▶ _Instructions for the task_: Can you transcribe the records from the line containing "target | paved street" through the end of the records, both ends included, reproducing each line in that stretch verbatim and nothing else?

-- start of Material shown --

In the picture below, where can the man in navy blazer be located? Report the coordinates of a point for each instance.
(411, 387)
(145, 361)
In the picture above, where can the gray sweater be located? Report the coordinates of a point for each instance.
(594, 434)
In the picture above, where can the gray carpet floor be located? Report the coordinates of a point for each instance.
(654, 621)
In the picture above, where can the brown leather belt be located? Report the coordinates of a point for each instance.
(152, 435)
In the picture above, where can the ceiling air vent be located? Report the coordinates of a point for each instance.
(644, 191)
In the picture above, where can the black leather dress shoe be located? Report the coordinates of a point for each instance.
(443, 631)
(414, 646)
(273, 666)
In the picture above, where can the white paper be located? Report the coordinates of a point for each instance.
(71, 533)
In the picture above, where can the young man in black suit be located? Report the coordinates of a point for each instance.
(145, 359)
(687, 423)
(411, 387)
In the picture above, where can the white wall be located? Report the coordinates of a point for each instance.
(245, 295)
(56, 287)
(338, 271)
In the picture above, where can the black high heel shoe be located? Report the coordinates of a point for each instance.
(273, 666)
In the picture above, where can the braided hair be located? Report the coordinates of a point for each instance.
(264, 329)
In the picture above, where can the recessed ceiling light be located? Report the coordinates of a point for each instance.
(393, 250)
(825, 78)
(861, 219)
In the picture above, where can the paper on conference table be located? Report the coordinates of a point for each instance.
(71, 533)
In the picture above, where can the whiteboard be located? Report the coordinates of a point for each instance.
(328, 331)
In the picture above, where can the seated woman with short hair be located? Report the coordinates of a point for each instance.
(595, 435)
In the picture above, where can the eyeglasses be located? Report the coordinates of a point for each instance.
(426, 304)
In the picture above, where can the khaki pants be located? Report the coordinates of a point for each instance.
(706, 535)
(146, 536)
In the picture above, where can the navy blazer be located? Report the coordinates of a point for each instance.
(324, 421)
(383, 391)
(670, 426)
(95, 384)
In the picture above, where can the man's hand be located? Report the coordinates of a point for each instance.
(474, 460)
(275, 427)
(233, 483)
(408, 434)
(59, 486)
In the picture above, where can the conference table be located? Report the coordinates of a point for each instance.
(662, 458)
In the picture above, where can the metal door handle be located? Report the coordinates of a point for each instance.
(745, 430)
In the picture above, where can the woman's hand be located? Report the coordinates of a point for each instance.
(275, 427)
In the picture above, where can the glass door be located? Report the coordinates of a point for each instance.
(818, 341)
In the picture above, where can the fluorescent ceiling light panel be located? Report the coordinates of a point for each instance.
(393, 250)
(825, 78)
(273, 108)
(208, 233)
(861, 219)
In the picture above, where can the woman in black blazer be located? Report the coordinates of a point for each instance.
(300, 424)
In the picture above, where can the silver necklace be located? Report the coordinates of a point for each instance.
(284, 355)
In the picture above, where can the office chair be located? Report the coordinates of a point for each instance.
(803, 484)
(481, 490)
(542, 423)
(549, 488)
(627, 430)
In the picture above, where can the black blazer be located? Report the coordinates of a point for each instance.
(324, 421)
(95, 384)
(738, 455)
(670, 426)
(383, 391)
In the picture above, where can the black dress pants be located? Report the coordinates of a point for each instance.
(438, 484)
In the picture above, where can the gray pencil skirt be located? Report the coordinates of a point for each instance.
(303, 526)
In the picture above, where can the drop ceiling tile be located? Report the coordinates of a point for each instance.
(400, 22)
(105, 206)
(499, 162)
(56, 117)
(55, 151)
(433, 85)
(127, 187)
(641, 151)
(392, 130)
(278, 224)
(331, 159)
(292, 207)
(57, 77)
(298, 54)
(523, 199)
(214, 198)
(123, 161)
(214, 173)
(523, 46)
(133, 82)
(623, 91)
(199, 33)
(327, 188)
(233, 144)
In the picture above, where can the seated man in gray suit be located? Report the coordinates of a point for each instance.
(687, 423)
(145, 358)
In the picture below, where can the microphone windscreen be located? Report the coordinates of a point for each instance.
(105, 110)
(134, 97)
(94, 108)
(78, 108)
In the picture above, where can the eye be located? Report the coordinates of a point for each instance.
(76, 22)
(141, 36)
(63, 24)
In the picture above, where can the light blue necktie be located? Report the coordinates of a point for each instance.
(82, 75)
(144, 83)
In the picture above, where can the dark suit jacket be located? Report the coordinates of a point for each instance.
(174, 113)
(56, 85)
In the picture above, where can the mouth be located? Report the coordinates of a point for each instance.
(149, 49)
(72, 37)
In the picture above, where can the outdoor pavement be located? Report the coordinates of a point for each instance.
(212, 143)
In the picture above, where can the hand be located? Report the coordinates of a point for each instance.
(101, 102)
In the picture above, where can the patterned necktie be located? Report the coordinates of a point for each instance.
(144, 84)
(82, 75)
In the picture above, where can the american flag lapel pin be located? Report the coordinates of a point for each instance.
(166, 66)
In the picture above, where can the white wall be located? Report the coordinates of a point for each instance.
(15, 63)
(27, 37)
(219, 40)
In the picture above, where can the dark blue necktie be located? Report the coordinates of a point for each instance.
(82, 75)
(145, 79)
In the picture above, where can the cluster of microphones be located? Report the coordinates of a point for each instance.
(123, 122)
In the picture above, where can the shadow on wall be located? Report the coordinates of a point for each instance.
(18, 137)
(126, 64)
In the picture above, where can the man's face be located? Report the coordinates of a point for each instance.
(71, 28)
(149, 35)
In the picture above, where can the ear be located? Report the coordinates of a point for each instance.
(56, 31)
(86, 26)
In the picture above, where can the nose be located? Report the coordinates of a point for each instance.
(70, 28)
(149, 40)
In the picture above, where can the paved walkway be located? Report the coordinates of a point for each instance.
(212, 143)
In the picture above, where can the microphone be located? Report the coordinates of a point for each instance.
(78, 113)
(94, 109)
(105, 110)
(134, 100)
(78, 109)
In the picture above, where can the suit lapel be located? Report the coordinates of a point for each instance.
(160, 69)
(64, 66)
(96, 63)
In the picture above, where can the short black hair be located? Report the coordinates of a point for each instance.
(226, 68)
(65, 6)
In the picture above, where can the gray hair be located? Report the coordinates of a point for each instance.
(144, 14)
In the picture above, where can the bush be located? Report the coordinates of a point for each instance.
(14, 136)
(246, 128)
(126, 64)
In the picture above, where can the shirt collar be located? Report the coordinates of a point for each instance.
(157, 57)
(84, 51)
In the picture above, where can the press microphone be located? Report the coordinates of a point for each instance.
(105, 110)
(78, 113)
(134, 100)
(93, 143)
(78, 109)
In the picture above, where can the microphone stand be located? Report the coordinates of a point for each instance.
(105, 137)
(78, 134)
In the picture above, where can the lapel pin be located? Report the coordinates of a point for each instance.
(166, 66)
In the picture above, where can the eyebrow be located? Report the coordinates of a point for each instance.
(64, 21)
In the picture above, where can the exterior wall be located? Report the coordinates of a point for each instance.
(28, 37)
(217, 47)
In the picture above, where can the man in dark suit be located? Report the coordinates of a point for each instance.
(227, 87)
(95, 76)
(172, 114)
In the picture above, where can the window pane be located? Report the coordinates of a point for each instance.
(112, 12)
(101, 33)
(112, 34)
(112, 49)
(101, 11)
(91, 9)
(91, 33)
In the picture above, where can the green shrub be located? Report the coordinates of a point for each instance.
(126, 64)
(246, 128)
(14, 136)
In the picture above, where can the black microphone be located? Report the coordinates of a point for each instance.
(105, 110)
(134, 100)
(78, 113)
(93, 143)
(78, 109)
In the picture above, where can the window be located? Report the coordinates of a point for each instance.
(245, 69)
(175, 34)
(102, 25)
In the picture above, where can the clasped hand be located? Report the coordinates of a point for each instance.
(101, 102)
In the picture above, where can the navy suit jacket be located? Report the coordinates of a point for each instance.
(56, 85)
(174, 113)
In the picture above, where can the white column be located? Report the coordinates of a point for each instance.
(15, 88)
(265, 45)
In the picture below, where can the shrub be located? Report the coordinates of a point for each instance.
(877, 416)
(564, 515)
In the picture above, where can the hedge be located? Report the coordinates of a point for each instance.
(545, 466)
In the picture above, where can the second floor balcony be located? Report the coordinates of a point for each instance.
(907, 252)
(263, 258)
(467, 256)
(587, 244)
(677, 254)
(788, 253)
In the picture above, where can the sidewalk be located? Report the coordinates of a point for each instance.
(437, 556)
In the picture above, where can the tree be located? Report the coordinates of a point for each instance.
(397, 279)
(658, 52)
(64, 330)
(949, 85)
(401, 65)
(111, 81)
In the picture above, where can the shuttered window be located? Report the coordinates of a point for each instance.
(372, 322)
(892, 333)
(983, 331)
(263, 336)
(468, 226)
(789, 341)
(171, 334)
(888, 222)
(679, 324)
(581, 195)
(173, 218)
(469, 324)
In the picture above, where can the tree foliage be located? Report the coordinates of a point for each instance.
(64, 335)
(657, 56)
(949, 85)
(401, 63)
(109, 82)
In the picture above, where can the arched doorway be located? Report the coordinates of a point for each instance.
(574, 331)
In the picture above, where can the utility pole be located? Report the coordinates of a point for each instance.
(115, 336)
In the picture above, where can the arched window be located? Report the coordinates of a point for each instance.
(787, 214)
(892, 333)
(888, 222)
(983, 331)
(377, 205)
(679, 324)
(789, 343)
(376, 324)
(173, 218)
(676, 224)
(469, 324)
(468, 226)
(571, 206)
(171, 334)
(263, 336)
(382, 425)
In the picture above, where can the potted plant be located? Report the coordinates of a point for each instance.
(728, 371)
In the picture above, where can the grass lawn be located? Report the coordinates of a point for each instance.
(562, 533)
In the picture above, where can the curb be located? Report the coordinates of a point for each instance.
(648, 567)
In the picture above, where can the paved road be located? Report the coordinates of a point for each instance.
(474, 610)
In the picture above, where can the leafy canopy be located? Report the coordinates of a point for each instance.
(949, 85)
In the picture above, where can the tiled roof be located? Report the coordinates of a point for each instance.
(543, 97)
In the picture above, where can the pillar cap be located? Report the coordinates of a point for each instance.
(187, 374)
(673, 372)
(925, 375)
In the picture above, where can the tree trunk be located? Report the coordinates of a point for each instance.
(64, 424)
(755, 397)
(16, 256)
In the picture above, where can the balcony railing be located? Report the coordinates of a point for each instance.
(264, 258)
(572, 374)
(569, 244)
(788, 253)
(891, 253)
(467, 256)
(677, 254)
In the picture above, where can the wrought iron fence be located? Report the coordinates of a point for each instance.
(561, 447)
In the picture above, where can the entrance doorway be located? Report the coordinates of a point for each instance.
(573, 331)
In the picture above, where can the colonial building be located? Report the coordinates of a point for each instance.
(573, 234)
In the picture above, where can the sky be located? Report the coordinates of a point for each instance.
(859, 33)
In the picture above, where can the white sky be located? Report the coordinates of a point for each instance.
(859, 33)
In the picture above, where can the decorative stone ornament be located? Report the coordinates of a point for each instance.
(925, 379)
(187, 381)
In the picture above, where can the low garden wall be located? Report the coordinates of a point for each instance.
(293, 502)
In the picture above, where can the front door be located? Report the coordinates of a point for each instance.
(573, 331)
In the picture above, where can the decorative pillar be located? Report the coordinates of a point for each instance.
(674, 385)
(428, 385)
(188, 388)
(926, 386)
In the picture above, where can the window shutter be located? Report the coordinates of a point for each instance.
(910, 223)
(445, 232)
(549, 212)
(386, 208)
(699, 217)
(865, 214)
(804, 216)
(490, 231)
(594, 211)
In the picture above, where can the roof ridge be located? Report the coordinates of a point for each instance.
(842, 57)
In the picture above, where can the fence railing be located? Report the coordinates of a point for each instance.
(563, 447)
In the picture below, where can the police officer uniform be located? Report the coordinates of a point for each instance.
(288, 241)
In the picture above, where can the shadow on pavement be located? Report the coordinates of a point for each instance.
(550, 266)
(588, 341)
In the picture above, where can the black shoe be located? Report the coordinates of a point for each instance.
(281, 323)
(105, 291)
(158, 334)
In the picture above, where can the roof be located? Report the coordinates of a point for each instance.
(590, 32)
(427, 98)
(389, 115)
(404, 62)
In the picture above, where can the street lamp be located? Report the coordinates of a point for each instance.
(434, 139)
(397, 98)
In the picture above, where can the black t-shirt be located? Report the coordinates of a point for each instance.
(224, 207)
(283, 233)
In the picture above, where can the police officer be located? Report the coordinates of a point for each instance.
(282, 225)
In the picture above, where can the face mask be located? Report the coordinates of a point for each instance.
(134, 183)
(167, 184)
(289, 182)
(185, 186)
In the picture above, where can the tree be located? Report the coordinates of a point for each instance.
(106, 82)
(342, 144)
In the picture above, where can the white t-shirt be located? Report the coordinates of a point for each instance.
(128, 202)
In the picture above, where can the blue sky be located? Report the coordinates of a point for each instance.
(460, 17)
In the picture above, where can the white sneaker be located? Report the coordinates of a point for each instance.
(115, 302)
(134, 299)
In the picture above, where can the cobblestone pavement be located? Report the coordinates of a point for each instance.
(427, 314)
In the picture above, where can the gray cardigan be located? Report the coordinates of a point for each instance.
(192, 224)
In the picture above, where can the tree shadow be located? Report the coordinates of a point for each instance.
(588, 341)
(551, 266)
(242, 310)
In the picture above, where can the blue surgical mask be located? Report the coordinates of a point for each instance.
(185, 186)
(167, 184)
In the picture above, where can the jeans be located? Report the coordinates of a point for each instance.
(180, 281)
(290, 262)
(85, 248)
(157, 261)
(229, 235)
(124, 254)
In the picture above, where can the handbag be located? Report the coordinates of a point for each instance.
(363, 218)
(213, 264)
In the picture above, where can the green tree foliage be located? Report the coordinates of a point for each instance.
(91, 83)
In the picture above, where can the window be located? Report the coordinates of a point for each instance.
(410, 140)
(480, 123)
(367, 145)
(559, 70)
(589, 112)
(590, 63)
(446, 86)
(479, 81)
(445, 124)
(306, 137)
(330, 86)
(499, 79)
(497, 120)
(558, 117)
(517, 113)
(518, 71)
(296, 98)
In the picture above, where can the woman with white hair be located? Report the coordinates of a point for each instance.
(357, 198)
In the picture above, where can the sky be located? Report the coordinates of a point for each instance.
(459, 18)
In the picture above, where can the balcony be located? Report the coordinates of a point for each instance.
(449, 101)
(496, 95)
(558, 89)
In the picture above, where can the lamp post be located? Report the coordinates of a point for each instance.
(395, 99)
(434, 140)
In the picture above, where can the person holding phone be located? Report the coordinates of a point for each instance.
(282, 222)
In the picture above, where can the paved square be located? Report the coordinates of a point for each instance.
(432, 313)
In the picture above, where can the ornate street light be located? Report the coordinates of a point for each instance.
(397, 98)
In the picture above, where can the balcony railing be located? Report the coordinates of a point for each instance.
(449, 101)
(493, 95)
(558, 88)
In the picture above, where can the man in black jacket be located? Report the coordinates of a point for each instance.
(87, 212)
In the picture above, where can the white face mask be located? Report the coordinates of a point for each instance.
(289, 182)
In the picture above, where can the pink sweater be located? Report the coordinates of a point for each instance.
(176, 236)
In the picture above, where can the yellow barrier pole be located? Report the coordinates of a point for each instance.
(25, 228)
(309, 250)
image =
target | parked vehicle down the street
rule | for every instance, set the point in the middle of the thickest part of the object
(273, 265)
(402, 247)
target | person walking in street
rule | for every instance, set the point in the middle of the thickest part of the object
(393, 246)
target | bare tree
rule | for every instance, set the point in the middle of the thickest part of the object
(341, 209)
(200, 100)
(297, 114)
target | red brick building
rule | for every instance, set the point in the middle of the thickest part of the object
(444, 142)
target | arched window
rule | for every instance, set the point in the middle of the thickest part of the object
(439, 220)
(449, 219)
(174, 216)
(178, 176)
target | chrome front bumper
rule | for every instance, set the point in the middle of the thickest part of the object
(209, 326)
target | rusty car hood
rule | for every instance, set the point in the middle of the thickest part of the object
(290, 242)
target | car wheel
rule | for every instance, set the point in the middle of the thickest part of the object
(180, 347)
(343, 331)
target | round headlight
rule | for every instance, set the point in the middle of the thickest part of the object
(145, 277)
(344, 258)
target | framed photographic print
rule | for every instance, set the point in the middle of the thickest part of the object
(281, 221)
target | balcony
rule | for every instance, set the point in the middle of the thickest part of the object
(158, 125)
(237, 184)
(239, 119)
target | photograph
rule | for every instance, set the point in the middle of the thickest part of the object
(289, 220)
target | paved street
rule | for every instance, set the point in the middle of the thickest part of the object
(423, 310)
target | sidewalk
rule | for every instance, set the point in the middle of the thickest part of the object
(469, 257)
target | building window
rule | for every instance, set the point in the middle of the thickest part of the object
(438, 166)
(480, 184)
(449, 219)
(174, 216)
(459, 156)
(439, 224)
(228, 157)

-- end of Material shown --

▶ _Output for this task_:
target | paved street
rule | for every instance, set the point in the middle of the thickest part of the object
(423, 310)
target | sidewalk
rule | for every instance, set the point in the middle of the thickest part of the object
(469, 257)
target | building window
rule | for every instance, set the point in the middle of the thickest part of the object
(438, 166)
(480, 184)
(449, 219)
(174, 216)
(459, 156)
(439, 224)
(228, 157)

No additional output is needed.